## WHAT YOU NEED TO DO
Please output exactly the lines that run from the line with "Where can the white window" through the final line of the data, inclusive, and nothing more.

(Records from a data collection)
<<<<

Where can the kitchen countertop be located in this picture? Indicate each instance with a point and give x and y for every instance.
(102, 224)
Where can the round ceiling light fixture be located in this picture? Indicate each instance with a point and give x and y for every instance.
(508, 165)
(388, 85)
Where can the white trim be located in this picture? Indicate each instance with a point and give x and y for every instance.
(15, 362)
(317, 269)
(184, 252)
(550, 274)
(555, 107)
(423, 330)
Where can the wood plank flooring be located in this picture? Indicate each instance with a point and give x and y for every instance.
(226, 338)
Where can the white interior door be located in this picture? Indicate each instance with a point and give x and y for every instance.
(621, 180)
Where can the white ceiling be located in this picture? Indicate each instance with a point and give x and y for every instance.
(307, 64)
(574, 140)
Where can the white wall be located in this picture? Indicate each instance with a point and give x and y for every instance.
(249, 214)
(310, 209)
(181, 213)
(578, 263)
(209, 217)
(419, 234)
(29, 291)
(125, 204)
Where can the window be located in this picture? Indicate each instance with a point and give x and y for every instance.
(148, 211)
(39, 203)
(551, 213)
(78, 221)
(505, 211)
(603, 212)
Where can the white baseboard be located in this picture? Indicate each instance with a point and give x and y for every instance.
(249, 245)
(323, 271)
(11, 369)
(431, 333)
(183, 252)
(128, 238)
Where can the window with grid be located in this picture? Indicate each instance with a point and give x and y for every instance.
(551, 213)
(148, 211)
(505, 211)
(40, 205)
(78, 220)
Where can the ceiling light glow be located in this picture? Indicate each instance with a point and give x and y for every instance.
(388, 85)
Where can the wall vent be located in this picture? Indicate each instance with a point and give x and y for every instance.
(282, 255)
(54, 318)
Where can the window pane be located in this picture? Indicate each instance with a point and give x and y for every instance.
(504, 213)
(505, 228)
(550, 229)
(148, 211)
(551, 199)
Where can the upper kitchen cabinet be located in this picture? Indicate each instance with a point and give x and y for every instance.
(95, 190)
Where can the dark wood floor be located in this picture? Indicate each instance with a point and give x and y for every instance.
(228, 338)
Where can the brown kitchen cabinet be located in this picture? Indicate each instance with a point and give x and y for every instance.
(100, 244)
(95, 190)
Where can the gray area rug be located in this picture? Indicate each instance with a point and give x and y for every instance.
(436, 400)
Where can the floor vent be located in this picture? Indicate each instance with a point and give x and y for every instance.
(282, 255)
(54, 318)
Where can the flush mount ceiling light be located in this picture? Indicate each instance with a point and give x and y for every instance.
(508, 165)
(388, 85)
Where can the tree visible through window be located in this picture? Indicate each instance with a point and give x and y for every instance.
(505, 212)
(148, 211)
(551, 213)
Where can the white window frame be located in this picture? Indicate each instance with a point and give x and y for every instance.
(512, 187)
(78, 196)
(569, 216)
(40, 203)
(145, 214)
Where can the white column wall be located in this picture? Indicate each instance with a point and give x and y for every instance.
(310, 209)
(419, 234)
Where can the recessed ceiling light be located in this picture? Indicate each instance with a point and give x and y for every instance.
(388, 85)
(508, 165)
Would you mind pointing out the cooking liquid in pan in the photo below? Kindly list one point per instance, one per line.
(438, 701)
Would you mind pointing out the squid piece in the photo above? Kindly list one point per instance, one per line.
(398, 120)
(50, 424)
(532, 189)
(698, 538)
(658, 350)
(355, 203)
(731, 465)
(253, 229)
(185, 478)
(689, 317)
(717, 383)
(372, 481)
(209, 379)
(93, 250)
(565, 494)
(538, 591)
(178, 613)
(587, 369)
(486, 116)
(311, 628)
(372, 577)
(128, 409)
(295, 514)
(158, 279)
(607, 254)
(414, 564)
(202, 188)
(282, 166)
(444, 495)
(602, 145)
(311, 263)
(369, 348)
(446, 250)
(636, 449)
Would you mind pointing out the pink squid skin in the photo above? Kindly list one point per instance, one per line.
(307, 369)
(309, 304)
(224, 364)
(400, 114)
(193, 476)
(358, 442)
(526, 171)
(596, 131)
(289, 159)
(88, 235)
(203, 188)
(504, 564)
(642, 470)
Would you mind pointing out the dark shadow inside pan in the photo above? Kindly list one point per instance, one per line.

>>>>

## RESPONSE TO THIS TASK
Where can the white window frame be located in this picture? Indicate each instance with a point and give x and y for every instance.
(512, 187)
(78, 196)
(569, 216)
(40, 203)
(145, 214)
Where can the white column wall be located in this picture? Indicate each instance with a point and give x and y for every instance.
(310, 209)
(419, 234)
Where can the recessed ceiling light be located in this picture? Indicate each instance with a point and give x and y for every instance.
(388, 85)
(508, 165)
Would you mind pointing out the cooking liquid in pan in the photo below? Kindly list one point per instance, one per line.
(438, 701)
Would you mind pointing out the squid piece in the photo above? Kindly list one point per instance, one per line.
(398, 120)
(50, 424)
(532, 189)
(698, 538)
(658, 350)
(355, 203)
(731, 465)
(253, 229)
(185, 478)
(689, 317)
(717, 383)
(372, 481)
(209, 379)
(93, 250)
(565, 494)
(538, 591)
(178, 613)
(587, 369)
(486, 116)
(311, 628)
(372, 577)
(128, 409)
(295, 514)
(158, 279)
(607, 254)
(414, 564)
(202, 188)
(282, 166)
(444, 495)
(602, 145)
(311, 263)
(369, 348)
(446, 250)
(636, 449)
Would you mind pointing out the pink squid skin in the photo above? Kindly list one point per instance, one per line.
(307, 369)
(309, 304)
(224, 364)
(400, 114)
(193, 476)
(358, 442)
(526, 171)
(596, 131)
(289, 159)
(88, 235)
(203, 188)
(504, 564)
(642, 470)
Would you mind pointing out the dark shadow inside pan in the photo above? Kindly list one point per instance, one per line.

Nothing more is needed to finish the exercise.